- Objective 1
According to the Couchbase exception post, how much RAM has been allocated to the node?
- Objective 2
For each statement, answer yes or no according to the Couchbase exception post, and quote the words that decide it. (a) The bucket is opened only once for each application lifetime. (b) SSL is turned on in the connection settings. (c) The exception started after more requests were sent to Couchbase.
- Objective 3
Carry on the Couchbase exception post past its final sentence.

Radu Cotofana
Radu Cotofana

Reputation: 117

Couchbase NodeUnavailableException in .NET SDK

We are encountering this exception very often in our production code without any increase in number of requests to Couchbase or any memory pressure on the server itself. The node has been allocated 30GB of RAM and the usage is of 3GB maximum but every now and then this exception is being thrown. The bucket is opened only once per application lifetime and only get and upsert operations are performed afterwards. The connection is initialised like this:

Config = new ClientConfiguration()
{
    Servers = serverList,

    UseSsl = false,
    DefaultOperationLifespan = 2500,
    BucketConfigs = new Dictionary<string, BucketConfiguration>
    {
        { bucketName, new BucketConfiguration
        {
            BucketName = bucketName,
            UseSsl = false,
            DefaultOperationLifespan = 2500,
            PoolConfiguration = new PoolConfiguration
            {
            MaxSize = 2000,
            MinSize = 200,
            SendTimeout = (int)Configuration.Config.Instance.CouchbaseConfig.Timeout
            }
    }}
    }
};

Cluster = new Cluster(Config);
Bucket = Cluster.OpenBucket();

Can you please let me know if this initialisation is correct and more importantly what to check on the Couchbase server to find the cause of this issue? I have checked all logs on the server but could not find anything special at the time when those errors are being thrown.

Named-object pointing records
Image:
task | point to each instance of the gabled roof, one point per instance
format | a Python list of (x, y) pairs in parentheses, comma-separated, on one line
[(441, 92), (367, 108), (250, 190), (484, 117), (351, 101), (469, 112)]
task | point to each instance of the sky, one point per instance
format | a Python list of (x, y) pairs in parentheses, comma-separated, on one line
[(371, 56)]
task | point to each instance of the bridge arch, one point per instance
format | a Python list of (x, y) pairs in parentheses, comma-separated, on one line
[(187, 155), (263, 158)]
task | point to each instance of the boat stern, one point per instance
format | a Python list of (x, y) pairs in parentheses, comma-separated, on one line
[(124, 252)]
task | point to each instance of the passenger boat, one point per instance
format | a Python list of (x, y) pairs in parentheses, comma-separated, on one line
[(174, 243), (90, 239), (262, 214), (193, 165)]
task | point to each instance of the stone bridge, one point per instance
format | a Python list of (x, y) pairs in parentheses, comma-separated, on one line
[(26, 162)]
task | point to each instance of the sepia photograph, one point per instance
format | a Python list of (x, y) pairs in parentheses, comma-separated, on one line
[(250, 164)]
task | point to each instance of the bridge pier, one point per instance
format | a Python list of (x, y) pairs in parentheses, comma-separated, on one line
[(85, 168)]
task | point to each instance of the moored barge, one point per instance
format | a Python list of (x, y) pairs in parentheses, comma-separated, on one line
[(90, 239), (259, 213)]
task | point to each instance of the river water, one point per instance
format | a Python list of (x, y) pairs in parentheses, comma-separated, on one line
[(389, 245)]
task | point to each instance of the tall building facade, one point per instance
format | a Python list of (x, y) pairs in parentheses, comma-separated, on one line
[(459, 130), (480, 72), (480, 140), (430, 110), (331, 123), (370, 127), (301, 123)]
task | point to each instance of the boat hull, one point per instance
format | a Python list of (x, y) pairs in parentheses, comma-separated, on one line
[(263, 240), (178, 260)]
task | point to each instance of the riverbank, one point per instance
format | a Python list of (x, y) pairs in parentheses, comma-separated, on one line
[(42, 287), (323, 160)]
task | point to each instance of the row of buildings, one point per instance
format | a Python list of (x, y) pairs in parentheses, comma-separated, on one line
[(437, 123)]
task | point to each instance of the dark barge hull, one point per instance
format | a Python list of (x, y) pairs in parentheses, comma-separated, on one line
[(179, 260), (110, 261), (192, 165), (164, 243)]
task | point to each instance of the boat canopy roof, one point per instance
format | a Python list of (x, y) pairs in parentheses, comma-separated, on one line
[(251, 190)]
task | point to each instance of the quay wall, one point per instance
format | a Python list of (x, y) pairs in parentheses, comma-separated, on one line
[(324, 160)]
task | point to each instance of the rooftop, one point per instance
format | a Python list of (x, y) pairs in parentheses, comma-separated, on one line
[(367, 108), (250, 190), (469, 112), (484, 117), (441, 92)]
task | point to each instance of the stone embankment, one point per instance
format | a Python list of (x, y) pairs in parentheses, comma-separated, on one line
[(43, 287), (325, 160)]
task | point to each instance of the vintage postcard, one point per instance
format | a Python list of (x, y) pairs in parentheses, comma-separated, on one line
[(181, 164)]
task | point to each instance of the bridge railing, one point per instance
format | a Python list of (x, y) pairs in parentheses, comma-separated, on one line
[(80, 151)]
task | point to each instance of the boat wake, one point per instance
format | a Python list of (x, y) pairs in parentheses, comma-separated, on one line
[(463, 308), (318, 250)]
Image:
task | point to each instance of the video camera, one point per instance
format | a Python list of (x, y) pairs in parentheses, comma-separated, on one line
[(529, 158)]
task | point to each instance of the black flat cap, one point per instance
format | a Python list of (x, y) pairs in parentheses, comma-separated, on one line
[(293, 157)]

- Exercise result 1
30GB

- Exercise result 2
(a) Yes: "The bucket is opened only once per application lifetime"
(b) No: "UseSsl = false"
(c) No: "without any increase in number of requests to Couchbase"

- Exercise result 3
Thank you,

Stacktrace:

System.Exception.Couchbase exception
at ###.DataLayer.Couchbase.CouchbaseUserOperations.Get()
at ###.API.Services.BaseService`1.SetUserID()
at ###.API.Services.EventsService+<GetResponse>d__0.MoveNext()
at System.Runtime.CompilerServices.AsyncMethodBuilderCore.Start()
at ###.API.Services.EventsService.GetResponse()
at ###.API.Services.BaseService`1+<Any>d__28.MoveNext()
at System.Runtime.CompilerServices.AsyncMethodBuilderCore.Start()
at ###.API.Services.BaseService`1.Any()
at lambda_method()
at ServiceStack.Host.ServiceRunner`1.Execute()
at ServiceStack.Host.ServiceRunner`1.Process()
at ServiceStack.Host.ServiceExec`1.Execute()
at ServiceStack.Host.ServiceRequestExec`2.Execute()
at ServiceStack.Host.ServiceController.ManagedServiceExec()
at ServiceStack.Host.ServiceController+<>c__DisplayClass11.<RegisterServiceExecutor>b__f()
at ServiceStack.Host.ServiceController.Execute()
at ServiceStack.HostContext.ExecuteService()
at ServiceStack.Host.RestHandler.ProcessRequestAsync()
at ServiceStack.Host.Handlers.HttpAsyncTaskHandler.System.Web.IHttpAsyncHandler.BeginProcessRequest()
at System.Web.HttpApplication+CallHandlerExecutionStep.System.Web.HttpApplication.IExecutionStep.Execute()
at System.Web.HttpApplication.ExecuteStep()
at System.Web.HttpApplication+PipelineStepManager.ResumeSteps()
at System.Web.HttpApplication.BeginProcessRequestNotification()
at System.Web.HttpRuntime.ProcessRequestNotificationPrivate()
at System.Web.Hosting.PipelineRuntime.ProcessRequestNotificationHelper()
at System.Web.Hosting.PipelineRuntime.ProcessRequestNotification()
at System.Web.Hosting.UnsafeIISMethods.MgdIndicateCompletion()
at System.Web.Hosting.UnsafeIISMethods.MgdIndicateCompletion()
at System.Web.Hosting.PipelineRuntime.ProcessRequestNotificationHelper()
at System.Web.Hosting.PipelineRuntime.ProcessRequestNotification()
Caused by: System.Exception : Couchbase.Core.NodeUnavailableException: The node 172.31.34.105:11210 that the key was mapped to is either down or unreachable. The SDK will continue to try to connect every 1000ms. Until it can connect every operation routed to it will fail with this exception.
at ###.DataLayer.Couchbase.CouchbaseUserOperations.Get()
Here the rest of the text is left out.